Cranberry Snickerdoodle Cookies

Ingredients

  • Servings: 4
  • 1 1/2 cups white sugar
  • 1/2 cup butter, softened
  • 1/2 cup shortening
  • 2 eggs
  • 2 3/4 cups all-purpose flour
  • 2 teaspoons cream of tartar
  • 1 teaspoon baking soda
  • 1/2 teaspoon salt
  • 1 (8 ounce) package cream cheese, softened and cubed
  • 1 cup dried cranberries
  • 6 tablespoons white sugar
  • 2 tablespoons ground cinnamon

Recipe

    Preparation Time: 15 mins Cook Time: 10 mins Ready Time: 1 hr 25 mins

  • beat 1 1/2 cups sugar, butter, shortening, and eggs together in a large bowl until smooth and creamy. sift flour, cream of tartar, baking soda, and salt together in a separate bowl.
  • stir flour mixture into butter mixture; add cream cheese and stir until dough is just-combined. mix cranberries into dough using a wooden spoon. cover bowl with plastic wrap and refrigerate until chilled, about 1 hour.
  • preheat oven to 400 degrees f (200 degrees c).
  • whisk 6 tablespoons sugar and cinnamon together in a shallow bowl. roll cookie dough into 48 equal-size balls and roll each ball in cinnamon sugar; place dough balls 2-inches apart on nonstick baking sheets.
  • bake in the preheated oven until lightly browned but still slightly soft in the center, 8 to 10 minutes. cool on baking sheets for 1 minute before transferring to a wire rack to cool completely.

■ ■ ■

**REQUIRED TASK 1**
Name each ingredient that the cranberry snickerdoodle recipe says to sift together in a separate bowl.
**REQUIRED TASK 2**
From the cranberry snickerdoodle recipe, set down the text between "Preparation Time: 15" and "(200 degrees c).", inclusive, with no changes.

■ ■ ■

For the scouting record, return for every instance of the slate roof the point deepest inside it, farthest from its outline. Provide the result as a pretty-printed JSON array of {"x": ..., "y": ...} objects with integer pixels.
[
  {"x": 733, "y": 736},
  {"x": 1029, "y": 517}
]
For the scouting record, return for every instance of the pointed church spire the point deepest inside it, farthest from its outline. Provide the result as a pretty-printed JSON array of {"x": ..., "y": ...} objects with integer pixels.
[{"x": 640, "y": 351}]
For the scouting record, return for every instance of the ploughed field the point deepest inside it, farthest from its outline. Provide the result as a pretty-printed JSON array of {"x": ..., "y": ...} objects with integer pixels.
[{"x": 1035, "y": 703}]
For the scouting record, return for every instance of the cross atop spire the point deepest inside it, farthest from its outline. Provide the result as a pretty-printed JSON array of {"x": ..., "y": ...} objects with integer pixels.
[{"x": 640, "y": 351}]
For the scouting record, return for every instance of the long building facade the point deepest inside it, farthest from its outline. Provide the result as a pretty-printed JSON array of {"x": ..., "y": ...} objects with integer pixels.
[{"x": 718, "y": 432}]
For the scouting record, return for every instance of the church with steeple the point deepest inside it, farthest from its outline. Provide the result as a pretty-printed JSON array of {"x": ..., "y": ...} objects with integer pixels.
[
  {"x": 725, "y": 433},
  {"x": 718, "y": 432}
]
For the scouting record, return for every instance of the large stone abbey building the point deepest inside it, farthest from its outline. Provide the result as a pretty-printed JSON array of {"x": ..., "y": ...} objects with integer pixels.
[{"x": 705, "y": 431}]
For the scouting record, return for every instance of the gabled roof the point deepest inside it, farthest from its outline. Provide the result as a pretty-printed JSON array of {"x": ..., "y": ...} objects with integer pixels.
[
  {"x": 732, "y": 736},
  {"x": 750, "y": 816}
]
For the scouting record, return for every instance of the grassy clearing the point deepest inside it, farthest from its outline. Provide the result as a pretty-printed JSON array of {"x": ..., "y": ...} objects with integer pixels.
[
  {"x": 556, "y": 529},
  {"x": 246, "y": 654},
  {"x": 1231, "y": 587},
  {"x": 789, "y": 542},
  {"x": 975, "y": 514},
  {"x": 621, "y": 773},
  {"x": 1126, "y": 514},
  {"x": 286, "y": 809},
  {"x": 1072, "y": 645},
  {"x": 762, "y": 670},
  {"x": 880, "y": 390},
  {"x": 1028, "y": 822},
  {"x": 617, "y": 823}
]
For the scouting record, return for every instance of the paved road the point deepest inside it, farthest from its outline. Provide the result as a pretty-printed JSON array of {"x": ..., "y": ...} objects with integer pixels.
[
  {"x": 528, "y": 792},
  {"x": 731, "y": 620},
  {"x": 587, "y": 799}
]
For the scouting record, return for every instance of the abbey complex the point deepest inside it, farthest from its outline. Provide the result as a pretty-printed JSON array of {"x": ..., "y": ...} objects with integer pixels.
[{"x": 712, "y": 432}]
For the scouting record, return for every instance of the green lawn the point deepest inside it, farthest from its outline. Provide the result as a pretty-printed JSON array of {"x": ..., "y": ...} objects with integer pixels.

■ ■ ■

**COMPLETE ANSWER 1**
flour, cream of tartar, baking soda, salt

**COMPLETE ANSWER 2**
Preparation Time: 15 mins Cook Time: 10 mins Ready Time: 1 hr 25 mins

  • beat 1 1/2 cups sugar, butter, shortening, and eggs together in a large bowl until smooth and creamy. sift flour, cream of tartar, baking soda, and salt together in a separate bowl.
  • stir flour mixture into butter mixture; add cream cheese and stir until dough is just-combined. mix cranberries into dough using a wooden spoon. cover bowl with plastic wrap and refrigerate until chilled, about 1 hour.
  • preheat oven to 400 degrees f (200 degrees c).